What to do =
A. Write out the passage of the article on the Chinese property market that opens with the words containing "China property stocks, bonds" and closes with "the struggling sector.".
B. Carry on the news article about the rally in Chinese property stocks and bonds, starting after its last sentence.

Extract to read =
China property stocks, bonds rally on reported fund help

    • In the credit market, dollar bonds of investment-grade Chinese developers jumped in tandem with their junk peers, led by China Vanke and Longfor Group Holdings.
    • In the credit market, dollar bonds of investment-grade Chinese developers jumped in tandem with their junk peers, led by China Vanke and Longfor Group Holdings. PHOTO: REUTERS
    Published Mon, Jul 25, 2022 · 12:15 PM

    CHINESE property stocks and dollar bonds rallied Monday (Jul 25), as a reported move by Beijing to establish a fund to support developers fuelled optimism about a turnaround for the struggling sector.

    A Bloomberg Intelligence index of the country's real estate firms jumped as much as 3.4 per cent, the most in a week. China's high-yield dollar notes, predominately issued by developers, rose at least 1 cent on the dollar, according to credit traders, with a Bloomberg gauge tracking the sector set to gain for a fourth consecutive session.

    Investors are resuming bets on the battered industry after REDD reported that China's State Council has approved a plan to set up a fund to support 12 developers and a few new distressed real estate firms nominated by local authorities. If confirmed, the move would mark one of the most direct measures yet taken by Beijing to salvage a sector roiled by massive defaults, slumping sales and a widening boycott on bank loans.

Available data =

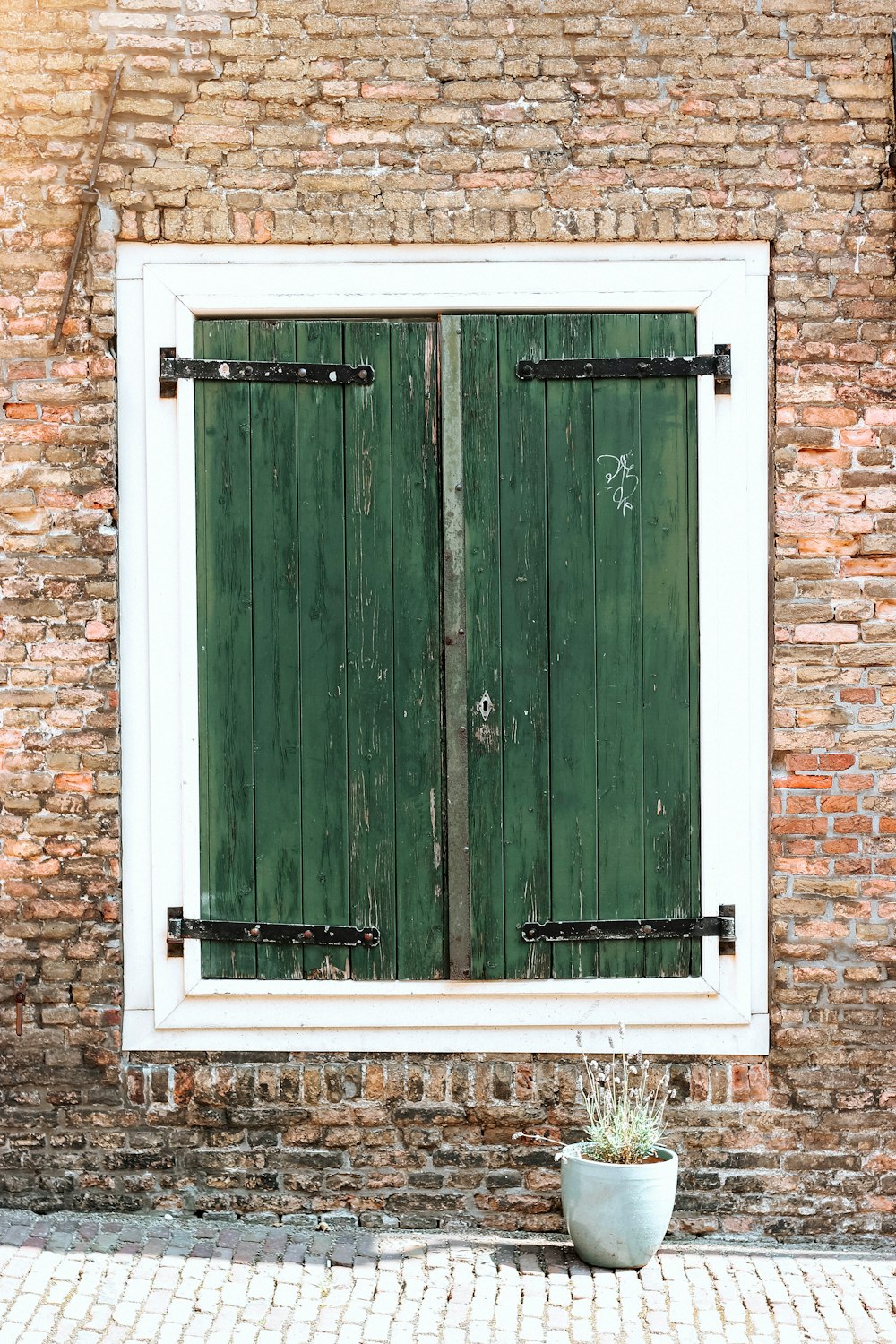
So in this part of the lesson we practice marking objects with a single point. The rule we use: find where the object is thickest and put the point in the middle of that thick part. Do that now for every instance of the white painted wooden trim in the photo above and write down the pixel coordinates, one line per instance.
(161, 290)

Results in order =
A.
China property stocks, bonds rally on reported fund help

    • In the credit market, dollar bonds of investment-grade Chinese developers jumped in tandem with their junk peers, led by China Vanke and Longfor Group Holdings.
    • In the credit market, dollar bonds of investment-grade Chinese developers jumped in tandem with their junk peers, led by China Vanke and Longfor Group Holdings. PHOTO: REUTERS
    Published Mon, Jul 25, 2022 · 12:15 PM

    CHINESE property stocks and dollar bonds rallied Monday (Jul 25), as a reported move by Beijing to establish a fund to support developers fuelled optimism about a turnaround for the struggling sector.

B.
    "This is a positive move to support the housing market and lowers the risk of developers suffering from mortgage boycott from homebuyers," said Patrick Wong, an analyst at Bloomberg Intelligence.

    According to REDD, the fund secured 50 billion yuan (S$10.3 billion) from China Construction Bank and a 30 billion yuan relending facility from the People's Bank of China. It can be upsized to between 200 billion yuan and 300 billion yuan, it added.

    Among the top stock gainers, Guangzhou R&F Properties rose 9.1 per cent, while Country Garden Holdings was up more than 8 per cent. Agile Group Holdings gained 7 per cent.

    In the credit market, dollar bonds of investment-grade Chinese developers jumped in tandem with their junk peers, led by China Vanke and Longfor Group Holdings.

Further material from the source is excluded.